→ WHAT IS EXPECTED
Please pull out the lines from the very first one through the line containing "rough mask: <svg", both included, and reproduce them verbatim.

BEGIN LISTED RECORDS

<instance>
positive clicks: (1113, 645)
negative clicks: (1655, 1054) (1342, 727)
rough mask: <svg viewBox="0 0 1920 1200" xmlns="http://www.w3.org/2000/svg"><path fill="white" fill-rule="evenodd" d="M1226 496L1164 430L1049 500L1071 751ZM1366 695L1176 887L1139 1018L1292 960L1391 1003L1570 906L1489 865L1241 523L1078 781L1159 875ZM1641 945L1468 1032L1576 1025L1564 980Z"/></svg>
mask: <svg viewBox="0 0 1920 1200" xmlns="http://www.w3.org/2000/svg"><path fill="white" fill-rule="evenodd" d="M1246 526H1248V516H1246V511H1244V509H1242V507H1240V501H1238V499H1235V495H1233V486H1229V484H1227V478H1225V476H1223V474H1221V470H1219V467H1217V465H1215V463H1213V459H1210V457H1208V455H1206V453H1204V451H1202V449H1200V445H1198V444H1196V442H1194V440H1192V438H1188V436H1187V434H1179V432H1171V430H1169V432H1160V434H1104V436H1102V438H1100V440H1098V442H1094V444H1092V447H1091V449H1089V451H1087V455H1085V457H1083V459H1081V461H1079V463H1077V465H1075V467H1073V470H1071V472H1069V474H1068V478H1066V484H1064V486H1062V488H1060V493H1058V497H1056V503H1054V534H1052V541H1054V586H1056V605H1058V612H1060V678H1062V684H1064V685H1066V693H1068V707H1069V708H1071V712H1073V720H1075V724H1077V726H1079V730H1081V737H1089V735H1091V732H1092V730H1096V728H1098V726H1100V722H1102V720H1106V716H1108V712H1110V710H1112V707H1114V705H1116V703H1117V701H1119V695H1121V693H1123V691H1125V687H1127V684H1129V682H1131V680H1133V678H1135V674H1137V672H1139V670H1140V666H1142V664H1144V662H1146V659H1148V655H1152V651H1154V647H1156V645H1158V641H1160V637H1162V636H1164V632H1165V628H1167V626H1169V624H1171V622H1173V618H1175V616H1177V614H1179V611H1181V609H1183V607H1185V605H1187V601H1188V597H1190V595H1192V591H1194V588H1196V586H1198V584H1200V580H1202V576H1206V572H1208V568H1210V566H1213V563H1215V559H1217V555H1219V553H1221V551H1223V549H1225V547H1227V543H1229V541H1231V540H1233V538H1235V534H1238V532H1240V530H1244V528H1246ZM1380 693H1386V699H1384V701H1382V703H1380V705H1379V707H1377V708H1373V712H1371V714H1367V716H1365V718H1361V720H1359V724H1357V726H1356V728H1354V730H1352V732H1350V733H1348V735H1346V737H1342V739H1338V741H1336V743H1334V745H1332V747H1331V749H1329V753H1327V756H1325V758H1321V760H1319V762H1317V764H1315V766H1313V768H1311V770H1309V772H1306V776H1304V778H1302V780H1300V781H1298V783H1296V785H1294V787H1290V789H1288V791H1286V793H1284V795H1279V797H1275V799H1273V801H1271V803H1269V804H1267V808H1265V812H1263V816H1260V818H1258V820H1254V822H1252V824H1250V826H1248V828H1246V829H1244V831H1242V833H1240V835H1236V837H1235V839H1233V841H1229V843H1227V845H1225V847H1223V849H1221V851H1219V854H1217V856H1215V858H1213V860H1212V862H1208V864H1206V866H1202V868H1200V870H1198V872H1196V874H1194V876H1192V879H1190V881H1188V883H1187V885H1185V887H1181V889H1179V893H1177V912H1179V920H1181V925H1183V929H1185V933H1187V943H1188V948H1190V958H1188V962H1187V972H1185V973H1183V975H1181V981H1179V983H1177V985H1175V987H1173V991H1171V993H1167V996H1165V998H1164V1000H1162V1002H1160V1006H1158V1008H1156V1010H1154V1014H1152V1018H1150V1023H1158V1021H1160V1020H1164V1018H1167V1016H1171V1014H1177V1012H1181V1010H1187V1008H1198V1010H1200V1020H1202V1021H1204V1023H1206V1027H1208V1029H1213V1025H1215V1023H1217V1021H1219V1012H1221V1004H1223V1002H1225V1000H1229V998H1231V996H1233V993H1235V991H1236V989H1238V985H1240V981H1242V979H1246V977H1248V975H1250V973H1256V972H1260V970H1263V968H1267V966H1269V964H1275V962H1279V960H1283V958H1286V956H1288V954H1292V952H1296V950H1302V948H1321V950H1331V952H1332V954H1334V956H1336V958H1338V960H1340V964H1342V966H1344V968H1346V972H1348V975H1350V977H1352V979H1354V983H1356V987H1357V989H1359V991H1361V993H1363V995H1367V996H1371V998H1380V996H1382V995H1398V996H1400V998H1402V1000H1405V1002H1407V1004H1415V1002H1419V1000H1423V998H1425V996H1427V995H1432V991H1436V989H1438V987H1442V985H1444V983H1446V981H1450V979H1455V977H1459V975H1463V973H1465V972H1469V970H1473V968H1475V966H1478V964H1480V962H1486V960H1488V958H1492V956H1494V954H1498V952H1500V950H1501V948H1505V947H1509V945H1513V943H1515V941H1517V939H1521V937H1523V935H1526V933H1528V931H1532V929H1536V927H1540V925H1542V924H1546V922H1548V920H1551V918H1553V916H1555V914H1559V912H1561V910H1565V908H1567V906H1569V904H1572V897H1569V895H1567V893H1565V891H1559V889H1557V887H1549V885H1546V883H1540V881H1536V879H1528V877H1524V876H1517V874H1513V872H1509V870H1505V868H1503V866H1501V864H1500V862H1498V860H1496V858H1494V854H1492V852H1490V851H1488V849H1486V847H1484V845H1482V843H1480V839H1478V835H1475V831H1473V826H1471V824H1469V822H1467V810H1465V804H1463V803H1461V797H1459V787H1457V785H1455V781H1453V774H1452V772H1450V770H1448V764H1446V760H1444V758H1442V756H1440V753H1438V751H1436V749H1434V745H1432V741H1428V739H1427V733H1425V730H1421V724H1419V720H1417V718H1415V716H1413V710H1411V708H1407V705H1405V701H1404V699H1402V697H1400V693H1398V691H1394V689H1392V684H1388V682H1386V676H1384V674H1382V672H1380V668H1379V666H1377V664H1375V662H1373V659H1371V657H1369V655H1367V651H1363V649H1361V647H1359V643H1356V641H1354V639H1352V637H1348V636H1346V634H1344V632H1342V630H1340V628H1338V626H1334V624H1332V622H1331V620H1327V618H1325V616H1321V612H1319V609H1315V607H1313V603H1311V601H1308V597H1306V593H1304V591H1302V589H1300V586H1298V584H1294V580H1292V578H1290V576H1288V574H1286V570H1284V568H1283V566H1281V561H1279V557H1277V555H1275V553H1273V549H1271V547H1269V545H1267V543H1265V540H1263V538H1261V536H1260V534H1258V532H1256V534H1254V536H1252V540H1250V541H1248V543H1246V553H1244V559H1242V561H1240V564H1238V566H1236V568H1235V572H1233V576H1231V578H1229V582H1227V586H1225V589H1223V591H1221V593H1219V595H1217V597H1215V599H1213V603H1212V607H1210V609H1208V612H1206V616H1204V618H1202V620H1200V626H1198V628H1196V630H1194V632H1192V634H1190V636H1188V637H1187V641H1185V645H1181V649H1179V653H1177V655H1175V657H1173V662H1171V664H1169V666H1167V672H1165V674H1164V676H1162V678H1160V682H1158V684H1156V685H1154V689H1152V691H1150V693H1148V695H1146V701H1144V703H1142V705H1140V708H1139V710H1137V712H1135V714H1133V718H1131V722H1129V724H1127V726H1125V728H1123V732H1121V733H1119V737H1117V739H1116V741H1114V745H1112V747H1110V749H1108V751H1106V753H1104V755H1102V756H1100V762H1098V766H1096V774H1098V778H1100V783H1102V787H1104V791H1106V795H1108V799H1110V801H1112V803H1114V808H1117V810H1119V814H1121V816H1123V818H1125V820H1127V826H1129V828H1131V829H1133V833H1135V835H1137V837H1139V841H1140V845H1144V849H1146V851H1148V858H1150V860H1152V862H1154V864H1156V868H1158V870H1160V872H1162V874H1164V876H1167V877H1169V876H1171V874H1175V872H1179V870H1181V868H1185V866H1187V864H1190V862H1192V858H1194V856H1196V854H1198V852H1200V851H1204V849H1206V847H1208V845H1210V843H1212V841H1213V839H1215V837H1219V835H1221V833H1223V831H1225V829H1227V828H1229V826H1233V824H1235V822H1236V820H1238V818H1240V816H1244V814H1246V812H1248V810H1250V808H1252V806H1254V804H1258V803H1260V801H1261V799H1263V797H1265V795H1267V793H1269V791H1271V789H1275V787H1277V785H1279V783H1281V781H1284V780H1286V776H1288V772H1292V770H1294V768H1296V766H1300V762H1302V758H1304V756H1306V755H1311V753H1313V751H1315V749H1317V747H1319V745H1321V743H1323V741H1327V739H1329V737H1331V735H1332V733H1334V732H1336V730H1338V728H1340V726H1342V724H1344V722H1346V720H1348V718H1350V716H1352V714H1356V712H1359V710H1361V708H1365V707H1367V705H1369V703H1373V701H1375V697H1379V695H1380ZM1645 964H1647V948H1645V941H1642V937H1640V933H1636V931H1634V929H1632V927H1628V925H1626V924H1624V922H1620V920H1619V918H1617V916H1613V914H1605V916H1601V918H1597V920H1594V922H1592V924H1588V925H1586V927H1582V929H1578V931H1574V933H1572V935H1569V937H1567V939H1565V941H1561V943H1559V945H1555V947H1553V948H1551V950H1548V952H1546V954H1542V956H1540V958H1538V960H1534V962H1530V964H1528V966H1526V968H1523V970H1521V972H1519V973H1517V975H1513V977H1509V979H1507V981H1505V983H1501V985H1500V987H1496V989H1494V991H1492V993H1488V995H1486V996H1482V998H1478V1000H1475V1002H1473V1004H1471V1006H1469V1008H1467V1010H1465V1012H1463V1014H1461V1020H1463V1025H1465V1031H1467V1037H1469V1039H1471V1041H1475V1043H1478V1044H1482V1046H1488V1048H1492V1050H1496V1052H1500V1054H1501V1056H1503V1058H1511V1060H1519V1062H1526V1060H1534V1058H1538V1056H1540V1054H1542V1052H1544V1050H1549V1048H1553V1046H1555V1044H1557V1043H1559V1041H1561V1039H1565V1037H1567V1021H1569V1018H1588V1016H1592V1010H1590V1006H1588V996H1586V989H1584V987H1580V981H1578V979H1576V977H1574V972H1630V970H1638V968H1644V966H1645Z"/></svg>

END LISTED RECORDS

→ RESPONSE
<instance>
positive clicks: (1113, 645)
negative clicks: (1655, 1054) (1342, 727)
rough mask: <svg viewBox="0 0 1920 1200" xmlns="http://www.w3.org/2000/svg"><path fill="white" fill-rule="evenodd" d="M1226 496L1164 430L1049 500L1071 751ZM1366 695L1176 887L1139 1018L1292 960L1391 1003L1570 906L1489 865L1241 523L1078 781L1159 875ZM1641 945L1468 1032L1576 1025L1564 980Z"/></svg>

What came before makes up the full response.